**Given exercise**
Begin at the line that has "of the front" and stop after the final line below, then reproduce every line in that span. Keep all the wording unchanged, but multiply each coordinate in the answers by 0.65 and round it to a whole number, with halves rounded up.

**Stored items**
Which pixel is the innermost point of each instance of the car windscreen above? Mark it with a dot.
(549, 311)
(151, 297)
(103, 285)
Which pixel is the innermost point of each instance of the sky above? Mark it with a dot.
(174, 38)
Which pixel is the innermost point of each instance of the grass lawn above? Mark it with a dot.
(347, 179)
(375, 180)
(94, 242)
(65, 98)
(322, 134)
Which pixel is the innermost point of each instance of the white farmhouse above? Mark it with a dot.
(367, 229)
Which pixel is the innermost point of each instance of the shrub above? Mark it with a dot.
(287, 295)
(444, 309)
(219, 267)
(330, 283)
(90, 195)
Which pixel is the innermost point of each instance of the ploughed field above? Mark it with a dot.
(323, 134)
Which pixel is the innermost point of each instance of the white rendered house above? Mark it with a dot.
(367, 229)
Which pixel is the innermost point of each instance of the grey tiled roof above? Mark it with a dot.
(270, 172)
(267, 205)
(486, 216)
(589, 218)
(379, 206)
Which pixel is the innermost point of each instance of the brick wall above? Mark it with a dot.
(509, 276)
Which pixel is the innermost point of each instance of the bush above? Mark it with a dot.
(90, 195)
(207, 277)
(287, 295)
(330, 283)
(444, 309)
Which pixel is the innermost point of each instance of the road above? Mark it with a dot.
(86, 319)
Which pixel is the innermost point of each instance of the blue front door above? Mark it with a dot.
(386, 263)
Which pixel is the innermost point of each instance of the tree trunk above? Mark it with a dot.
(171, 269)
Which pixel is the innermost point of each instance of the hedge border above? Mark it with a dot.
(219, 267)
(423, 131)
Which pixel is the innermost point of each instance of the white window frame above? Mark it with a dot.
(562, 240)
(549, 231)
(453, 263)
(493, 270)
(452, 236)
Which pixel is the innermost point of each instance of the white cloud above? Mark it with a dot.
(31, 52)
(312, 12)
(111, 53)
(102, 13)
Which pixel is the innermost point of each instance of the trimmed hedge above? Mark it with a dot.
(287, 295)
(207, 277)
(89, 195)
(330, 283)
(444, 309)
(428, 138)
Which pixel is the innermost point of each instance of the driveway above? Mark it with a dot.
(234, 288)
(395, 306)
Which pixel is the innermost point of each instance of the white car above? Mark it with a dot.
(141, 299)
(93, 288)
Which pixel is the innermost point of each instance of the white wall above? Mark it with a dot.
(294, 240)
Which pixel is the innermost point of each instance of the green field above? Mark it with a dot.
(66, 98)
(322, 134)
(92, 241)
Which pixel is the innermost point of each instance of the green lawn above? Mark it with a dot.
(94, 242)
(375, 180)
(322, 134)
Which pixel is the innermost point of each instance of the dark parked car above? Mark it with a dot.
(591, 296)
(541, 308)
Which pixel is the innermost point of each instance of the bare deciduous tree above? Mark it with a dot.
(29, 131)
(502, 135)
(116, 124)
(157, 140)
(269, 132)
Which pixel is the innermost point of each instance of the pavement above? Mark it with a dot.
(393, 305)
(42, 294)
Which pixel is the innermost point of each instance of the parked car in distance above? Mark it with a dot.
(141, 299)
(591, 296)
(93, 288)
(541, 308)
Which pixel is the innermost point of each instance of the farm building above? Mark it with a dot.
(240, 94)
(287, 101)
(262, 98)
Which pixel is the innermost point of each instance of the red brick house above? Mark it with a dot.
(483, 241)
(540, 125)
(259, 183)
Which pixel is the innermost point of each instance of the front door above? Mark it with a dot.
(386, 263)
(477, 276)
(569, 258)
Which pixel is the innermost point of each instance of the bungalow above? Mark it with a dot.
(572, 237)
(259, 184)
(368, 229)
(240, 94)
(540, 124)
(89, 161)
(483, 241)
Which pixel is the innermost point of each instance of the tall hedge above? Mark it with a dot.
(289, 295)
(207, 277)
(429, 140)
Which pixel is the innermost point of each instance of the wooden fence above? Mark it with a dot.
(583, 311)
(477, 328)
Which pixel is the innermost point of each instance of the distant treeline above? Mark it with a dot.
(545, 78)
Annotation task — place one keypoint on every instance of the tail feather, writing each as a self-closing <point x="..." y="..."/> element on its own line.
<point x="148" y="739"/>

**Result below**
Which pixel is the innermost point of each instance of the front door above? Mark it with a dot.
(251, 171)
(310, 179)
(370, 168)
Which pixel is the innermost point of each instance of the bungalow above? Mark it with a dot.
(372, 154)
(168, 120)
(239, 149)
(156, 61)
(351, 81)
(58, 105)
(314, 157)
Which pixel is the innermost point of each instance of the tall hedge above? Mark it with a dot.
(188, 192)
(135, 180)
(279, 91)
Which pixel is the innermost point of each instance of the wooden fence above? Mark it with a dot.
(379, 202)
(310, 213)
Which pixel is the innermost point of each instance of the distant treeline above? Mark it with a dot.
(354, 51)
Annotation task — place one keypoint on every instance of the tail feather, writing each as a self-closing <point x="..." y="..."/> element on its own line.
<point x="96" y="480"/>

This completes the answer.